:: DATA EXCERPTS ::
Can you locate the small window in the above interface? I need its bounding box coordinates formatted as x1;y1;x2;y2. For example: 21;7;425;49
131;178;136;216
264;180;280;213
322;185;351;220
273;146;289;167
--
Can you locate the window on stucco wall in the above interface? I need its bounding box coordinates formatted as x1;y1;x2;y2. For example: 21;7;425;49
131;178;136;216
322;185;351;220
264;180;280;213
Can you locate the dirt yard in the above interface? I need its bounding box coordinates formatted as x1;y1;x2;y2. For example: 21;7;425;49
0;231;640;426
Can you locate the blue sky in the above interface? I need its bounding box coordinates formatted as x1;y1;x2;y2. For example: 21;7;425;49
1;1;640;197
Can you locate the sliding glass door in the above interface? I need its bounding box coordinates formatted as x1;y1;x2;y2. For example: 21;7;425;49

:: GIVEN EXERCISE ::
Output the material from the line that contains "Can you locate the small" up to and including the line that contains "273;146;289;167", copied exactly and with nothing else.

:: REPLY TO THE EXERCISE ::
Can you locate the small window in the above interface? I need its bounding box coordinates formatted as x1;y1;x2;y2. For example: 21;7;425;49
131;178;136;216
264;180;280;213
322;185;351;220
273;146;289;167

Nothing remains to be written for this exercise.